● **Task directions**
Print all of the data exactly.

====== Data for the task

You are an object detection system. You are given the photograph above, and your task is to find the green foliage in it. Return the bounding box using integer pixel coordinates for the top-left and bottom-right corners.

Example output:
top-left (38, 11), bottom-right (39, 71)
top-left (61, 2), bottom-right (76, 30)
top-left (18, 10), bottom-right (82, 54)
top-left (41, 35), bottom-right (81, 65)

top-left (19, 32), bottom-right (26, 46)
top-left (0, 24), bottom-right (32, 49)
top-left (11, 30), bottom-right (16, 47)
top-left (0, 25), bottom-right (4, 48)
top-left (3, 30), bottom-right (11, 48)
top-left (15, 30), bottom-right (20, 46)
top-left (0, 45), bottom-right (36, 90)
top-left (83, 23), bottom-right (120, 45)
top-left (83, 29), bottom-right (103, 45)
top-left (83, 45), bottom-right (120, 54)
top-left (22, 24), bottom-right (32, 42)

============

● **Reply to the exercise**
You are an object detection system. You are given the photograph above, and your task is to find the green foliage in it. Return the bounding box using integer pixel coordinates for the top-left and bottom-right corners.

Example output:
top-left (38, 11), bottom-right (39, 71)
top-left (61, 2), bottom-right (76, 30)
top-left (18, 10), bottom-right (82, 54)
top-left (41, 35), bottom-right (81, 65)

top-left (19, 32), bottom-right (26, 46)
top-left (0, 24), bottom-right (32, 49)
top-left (11, 30), bottom-right (16, 47)
top-left (0, 25), bottom-right (4, 48)
top-left (3, 30), bottom-right (11, 48)
top-left (15, 30), bottom-right (20, 46)
top-left (0, 45), bottom-right (36, 90)
top-left (83, 23), bottom-right (120, 45)
top-left (83, 29), bottom-right (103, 45)
top-left (83, 45), bottom-right (120, 54)
top-left (22, 24), bottom-right (32, 42)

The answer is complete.